** Begin **

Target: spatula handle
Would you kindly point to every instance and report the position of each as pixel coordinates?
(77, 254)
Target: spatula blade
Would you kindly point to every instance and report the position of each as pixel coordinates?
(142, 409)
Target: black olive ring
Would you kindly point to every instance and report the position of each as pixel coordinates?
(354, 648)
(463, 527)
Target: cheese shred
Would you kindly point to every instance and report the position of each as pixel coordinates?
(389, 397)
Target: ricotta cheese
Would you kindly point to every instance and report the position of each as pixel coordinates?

** End **
** Begin **

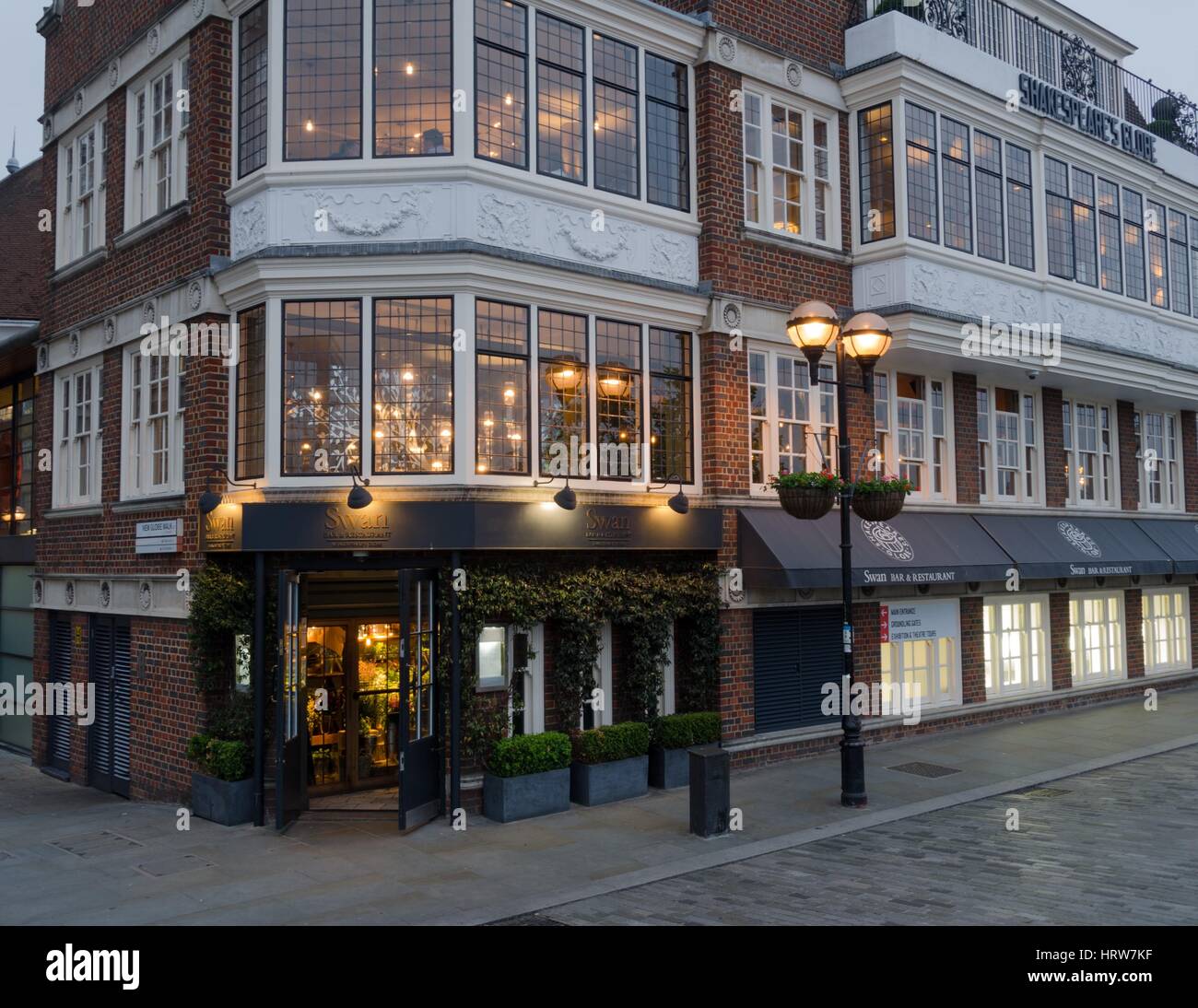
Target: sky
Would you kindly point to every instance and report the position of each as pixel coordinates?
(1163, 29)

** End **
** Begin **

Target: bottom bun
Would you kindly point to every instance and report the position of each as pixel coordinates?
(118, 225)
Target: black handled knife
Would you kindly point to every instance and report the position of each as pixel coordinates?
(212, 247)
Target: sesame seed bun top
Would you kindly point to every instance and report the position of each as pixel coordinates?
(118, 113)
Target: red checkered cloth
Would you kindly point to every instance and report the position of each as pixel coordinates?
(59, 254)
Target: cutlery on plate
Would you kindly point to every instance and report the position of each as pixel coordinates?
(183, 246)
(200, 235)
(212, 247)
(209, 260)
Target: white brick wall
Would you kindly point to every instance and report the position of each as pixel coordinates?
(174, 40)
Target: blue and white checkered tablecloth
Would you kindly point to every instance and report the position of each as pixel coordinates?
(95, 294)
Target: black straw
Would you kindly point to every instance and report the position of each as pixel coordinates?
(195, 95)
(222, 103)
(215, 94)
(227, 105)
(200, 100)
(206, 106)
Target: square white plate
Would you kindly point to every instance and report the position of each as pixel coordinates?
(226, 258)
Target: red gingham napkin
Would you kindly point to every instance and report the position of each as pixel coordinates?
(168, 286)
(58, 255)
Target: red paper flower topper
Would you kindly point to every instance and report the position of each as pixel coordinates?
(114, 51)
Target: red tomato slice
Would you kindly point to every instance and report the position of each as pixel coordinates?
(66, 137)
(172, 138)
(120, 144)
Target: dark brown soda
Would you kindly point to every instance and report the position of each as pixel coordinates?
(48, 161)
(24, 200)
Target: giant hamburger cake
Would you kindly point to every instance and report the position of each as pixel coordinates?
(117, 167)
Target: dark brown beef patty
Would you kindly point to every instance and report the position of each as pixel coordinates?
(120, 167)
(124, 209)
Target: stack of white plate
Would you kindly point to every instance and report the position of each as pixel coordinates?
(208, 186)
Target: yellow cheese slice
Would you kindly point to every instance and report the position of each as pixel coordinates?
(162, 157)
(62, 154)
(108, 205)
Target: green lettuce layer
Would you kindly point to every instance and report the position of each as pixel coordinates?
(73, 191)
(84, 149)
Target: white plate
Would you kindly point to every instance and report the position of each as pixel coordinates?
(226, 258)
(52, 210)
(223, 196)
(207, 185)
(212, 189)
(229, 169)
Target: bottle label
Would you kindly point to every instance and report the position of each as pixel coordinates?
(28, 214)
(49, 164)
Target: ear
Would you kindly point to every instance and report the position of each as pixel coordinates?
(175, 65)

** End **

Problem to work on - Pick out each line of the rows above that contains the word "brown" and copy it. Letter case matters.

Answer below -
Target: dark brown soda
Target: dark brown beef patty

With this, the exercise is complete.